EXERCISE TEXT ->

■ ■ ■ ■

Sunday, September 4, 2016

Overcoming through Suffering in Ministry and the Salvation Army

 
We are afflicted in every way, but not crushed; perplexed, but not driven to despair; persecuted, but not forsaken; struck down, but not destroyed; always carrying in the body the death of Jesus, so that the life of Jesus may also be manifested in our bodies. -2 Corinthians 4:8-10 ESV

I’d like to begin with the example of Richard Wurmbrand. His is a famous struggle against true evil. He was born in Armenia in 1909. He was a minister in Romania during the spread of communism across the globe. Communism swept through Russia, and into Romania, which was controlled by the Soviet union. Richard Wurmbrand watched as communists took over the churches in his country and begin using those churches to spread communism. He instead preached against communism, and preached the true gospel of Jesus Christ, which the communists despised.

For this Richard Wurmbrand was imprisoned. He had to be isolated in solitary confinement because every time they put him in with the general population he would preach the gospel to the other prisoners. They offered to release him many times if he would just reject Christ and become a good communist atheist. He refused.

■ ■ ■ ■

ENTRIES SUPPLIED ->
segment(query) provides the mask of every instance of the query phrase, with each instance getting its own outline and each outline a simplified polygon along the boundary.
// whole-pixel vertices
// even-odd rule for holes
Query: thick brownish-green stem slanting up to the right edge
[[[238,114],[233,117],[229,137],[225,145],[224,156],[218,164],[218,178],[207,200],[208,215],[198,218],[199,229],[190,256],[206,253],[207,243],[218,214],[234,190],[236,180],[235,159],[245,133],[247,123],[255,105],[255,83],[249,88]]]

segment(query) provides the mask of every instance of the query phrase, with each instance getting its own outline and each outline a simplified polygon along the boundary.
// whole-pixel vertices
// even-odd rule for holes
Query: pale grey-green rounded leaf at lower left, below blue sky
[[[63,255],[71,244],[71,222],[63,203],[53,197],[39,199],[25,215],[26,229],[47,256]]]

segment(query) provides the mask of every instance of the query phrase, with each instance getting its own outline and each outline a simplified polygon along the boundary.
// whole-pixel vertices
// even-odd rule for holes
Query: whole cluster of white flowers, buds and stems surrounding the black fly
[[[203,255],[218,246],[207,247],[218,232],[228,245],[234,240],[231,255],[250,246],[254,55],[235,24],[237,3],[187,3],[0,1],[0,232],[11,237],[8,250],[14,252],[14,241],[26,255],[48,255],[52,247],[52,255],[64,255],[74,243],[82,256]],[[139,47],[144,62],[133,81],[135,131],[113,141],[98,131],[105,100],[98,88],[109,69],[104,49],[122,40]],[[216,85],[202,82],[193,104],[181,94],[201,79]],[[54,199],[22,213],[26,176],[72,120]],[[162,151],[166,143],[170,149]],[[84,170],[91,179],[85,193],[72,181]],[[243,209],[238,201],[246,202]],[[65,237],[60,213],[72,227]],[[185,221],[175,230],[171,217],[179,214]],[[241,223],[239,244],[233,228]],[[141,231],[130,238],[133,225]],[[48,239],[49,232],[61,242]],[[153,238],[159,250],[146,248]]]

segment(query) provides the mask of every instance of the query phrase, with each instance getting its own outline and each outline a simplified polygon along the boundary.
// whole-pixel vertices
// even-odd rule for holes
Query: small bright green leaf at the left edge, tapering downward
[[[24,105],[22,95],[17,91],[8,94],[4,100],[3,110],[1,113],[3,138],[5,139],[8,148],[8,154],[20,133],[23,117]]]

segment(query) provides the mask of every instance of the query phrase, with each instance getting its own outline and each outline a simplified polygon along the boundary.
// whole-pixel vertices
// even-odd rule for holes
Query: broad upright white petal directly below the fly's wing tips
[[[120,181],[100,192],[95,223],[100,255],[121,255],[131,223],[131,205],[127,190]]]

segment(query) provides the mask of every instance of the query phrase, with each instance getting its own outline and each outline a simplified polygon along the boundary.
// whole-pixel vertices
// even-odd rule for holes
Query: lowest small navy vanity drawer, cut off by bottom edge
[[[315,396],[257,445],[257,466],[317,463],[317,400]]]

■ ■ ■ ■

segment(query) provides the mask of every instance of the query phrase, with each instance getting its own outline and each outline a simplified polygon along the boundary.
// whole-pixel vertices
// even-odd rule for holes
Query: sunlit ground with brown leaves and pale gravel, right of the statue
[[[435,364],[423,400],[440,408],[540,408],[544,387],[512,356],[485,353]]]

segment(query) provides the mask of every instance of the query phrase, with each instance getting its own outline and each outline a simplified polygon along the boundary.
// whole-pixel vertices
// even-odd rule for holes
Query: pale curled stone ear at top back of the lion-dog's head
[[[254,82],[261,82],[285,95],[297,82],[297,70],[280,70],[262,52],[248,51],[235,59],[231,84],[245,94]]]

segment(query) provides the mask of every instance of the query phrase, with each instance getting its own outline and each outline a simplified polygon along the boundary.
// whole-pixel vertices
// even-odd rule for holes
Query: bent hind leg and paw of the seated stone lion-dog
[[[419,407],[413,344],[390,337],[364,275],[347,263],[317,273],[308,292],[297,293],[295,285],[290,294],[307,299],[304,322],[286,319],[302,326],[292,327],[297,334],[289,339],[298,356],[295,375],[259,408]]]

■ ■ ■ ■

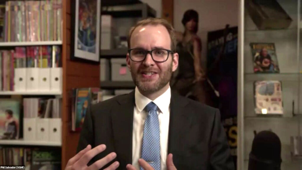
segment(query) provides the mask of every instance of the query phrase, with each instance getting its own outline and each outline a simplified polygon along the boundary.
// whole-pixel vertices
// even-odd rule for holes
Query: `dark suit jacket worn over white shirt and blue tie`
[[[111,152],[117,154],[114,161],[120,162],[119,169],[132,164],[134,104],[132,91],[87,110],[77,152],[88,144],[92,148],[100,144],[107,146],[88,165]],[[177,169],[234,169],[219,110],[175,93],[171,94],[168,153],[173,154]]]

■ ■ ■ ■

TASK INSTRUCTIONS ->
1) Return the passage of the text on Richard Wurmbrand between "Overcoming through Suffering" and "the communists despised.", inclusive.
2) In the text on Richard Wurmbrand, why did he have to be kept in solitary confinement?

SOLVED PROBLEMS ->
1)
Overcoming through Suffering in Ministry and the Salvation Army

 
We are afflicted in every way, but not crushed; perplexed, but not driven to despair; persecuted, but not forsaken; struck down, but not destroyed; always carrying in the body the death of Jesus, so that the life of Jesus may also be manifested in our bodies. -2 Corinthians 4:8-10 ESV

I’d like to begin with the example of Richard Wurmbrand. His is a famous struggle against true evil. He was born in Armenia in 1909. He was a minister in Romania during the spread of communism across the globe. Communism swept through Russia, and into Romania, which was controlled by the Soviet union. Richard Wurmbrand watched as communists took over the churches in his country and begin using those churches to spread communism. He instead preached against communism, and preached the true gospel of Jesus Christ, which the communists despised.

2) He had to be isolated because every time he was put in with the general population, he would preach the gospel to the other prisoners.